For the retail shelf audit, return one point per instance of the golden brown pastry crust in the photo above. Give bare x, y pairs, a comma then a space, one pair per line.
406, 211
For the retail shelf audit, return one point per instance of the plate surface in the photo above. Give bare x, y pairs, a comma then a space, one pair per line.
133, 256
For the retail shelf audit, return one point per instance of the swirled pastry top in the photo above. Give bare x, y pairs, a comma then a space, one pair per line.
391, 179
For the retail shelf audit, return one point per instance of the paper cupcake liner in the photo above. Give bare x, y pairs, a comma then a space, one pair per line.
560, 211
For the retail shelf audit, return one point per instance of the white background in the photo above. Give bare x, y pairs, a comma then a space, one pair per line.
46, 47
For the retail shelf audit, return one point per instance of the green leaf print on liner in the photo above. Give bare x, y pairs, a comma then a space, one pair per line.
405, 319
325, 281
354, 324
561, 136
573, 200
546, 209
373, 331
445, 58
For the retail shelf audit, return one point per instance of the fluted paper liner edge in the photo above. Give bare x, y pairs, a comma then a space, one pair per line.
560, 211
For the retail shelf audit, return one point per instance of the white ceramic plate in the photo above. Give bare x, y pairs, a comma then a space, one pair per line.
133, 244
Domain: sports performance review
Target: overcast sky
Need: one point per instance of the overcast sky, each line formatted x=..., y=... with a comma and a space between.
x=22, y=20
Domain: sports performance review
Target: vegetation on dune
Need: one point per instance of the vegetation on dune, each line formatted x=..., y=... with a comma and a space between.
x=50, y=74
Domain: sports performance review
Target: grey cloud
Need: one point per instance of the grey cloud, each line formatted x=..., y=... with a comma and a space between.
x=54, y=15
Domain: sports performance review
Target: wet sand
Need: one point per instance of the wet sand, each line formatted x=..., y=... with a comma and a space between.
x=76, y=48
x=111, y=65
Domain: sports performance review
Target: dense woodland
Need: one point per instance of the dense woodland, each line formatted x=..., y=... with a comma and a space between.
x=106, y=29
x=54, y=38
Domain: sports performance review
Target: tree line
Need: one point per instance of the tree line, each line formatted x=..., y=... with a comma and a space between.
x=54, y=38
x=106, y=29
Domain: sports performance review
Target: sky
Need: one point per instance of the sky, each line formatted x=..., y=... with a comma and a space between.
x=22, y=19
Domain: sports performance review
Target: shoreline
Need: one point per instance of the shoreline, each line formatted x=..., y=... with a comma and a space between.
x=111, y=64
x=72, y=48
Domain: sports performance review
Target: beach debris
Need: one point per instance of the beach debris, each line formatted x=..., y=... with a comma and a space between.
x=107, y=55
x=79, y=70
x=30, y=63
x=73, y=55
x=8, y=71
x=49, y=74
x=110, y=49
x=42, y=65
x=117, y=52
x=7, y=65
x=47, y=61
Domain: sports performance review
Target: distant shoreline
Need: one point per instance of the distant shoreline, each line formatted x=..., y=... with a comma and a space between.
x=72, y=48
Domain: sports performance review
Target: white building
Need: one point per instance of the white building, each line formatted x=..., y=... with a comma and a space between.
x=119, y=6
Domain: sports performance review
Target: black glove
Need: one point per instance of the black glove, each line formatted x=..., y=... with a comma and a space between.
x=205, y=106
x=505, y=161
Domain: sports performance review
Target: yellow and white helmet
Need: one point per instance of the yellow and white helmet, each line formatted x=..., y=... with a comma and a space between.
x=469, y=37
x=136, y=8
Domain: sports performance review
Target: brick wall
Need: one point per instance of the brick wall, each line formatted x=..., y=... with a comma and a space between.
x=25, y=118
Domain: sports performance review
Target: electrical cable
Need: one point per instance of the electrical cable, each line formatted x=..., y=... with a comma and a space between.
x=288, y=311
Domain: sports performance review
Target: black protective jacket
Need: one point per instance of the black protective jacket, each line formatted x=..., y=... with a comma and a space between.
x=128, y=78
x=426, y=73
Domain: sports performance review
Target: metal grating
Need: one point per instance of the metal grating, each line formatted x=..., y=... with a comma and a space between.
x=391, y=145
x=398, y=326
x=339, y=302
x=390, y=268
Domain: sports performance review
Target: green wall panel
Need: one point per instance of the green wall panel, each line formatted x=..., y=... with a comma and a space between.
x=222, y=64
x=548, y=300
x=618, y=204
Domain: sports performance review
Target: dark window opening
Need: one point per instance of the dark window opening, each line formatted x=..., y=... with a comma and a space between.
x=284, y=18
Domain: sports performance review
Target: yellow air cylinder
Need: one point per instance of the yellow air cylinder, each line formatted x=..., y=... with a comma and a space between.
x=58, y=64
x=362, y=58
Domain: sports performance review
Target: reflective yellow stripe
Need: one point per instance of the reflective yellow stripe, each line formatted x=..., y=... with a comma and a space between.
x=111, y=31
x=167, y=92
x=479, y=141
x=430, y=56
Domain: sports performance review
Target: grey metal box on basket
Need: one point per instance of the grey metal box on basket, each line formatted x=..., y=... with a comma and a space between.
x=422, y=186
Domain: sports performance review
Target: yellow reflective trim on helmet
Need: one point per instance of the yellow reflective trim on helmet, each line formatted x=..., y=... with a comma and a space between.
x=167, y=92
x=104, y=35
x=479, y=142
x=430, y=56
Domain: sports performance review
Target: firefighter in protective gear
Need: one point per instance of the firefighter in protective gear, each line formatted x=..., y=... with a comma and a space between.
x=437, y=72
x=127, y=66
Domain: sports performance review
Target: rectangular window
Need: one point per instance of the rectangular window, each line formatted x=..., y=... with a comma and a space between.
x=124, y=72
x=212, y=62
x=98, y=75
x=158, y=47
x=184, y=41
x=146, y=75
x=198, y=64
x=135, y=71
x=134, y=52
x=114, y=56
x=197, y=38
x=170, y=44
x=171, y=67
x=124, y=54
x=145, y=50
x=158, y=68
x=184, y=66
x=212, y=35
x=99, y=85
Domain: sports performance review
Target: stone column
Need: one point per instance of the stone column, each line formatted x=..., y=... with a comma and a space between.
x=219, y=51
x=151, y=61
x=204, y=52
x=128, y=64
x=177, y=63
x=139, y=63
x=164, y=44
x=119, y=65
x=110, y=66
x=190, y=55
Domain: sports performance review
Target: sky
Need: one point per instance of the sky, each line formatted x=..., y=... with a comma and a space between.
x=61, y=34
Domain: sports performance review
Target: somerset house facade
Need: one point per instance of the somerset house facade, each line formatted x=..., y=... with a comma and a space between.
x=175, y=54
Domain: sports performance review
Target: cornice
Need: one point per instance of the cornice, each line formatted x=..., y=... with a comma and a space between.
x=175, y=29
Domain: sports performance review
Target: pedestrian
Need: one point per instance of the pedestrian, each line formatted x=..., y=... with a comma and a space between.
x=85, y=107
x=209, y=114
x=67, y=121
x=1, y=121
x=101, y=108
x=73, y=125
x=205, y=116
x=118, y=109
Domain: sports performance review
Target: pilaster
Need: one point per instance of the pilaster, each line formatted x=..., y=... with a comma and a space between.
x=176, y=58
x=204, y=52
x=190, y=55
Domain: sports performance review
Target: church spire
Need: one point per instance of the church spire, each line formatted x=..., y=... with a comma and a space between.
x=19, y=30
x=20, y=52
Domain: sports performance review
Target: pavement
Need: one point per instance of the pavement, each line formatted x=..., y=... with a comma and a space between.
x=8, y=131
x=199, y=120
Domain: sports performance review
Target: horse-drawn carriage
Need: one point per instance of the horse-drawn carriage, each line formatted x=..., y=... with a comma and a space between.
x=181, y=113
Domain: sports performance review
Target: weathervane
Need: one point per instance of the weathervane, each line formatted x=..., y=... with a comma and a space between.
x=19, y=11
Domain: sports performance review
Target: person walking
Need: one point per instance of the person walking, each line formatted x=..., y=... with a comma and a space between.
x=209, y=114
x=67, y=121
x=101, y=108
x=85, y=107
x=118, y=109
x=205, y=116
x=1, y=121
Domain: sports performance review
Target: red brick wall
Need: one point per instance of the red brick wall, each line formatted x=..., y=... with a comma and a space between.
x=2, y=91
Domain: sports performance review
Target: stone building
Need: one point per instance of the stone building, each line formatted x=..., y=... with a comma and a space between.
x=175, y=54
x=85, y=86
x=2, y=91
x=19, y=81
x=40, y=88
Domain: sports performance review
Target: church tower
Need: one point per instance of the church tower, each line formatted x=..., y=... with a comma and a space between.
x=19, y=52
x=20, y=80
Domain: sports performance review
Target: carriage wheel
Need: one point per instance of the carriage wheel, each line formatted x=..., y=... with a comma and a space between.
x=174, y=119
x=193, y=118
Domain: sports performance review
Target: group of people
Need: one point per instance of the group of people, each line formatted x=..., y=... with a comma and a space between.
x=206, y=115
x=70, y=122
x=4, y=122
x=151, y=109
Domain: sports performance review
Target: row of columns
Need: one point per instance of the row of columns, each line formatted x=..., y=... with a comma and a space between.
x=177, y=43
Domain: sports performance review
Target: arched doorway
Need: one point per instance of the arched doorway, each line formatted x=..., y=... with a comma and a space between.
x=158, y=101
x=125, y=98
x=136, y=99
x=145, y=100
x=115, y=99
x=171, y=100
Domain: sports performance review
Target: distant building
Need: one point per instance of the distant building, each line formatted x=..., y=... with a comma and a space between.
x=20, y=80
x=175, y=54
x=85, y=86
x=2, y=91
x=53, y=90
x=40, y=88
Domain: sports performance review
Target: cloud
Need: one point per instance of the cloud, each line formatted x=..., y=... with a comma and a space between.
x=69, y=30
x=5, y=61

• **What is expected**: Using the data above, print exactly the lines from the line that contains "Need: one point per instance of the pilaster, each" through the line that contains "Target: person walking", with both included.

• **Answer to this task**:
Need: one point per instance of the pilaster, each line formatted x=..., y=... with a comma and a space between.
x=176, y=58
x=204, y=52
x=190, y=55
Domain: sports performance review
Target: church spire
Need: one point per instance of the church spire, each line formatted x=..., y=... with a comma and a space between.
x=19, y=30
x=20, y=52
Domain: sports performance review
Target: pavement
Need: one point per instance of the pavement, each line formatted x=..., y=... with a comma and a space between.
x=8, y=131
x=199, y=120
Domain: sports performance review
Target: horse-drawn carriage
Need: one point per instance of the horse-drawn carriage, each line formatted x=..., y=... with a comma and a space between.
x=181, y=113
Domain: sports performance review
Target: weathervane
Need: one point per instance of the weathervane, each line formatted x=..., y=... with a comma and a space between.
x=19, y=11
Domain: sports performance review
Target: person walking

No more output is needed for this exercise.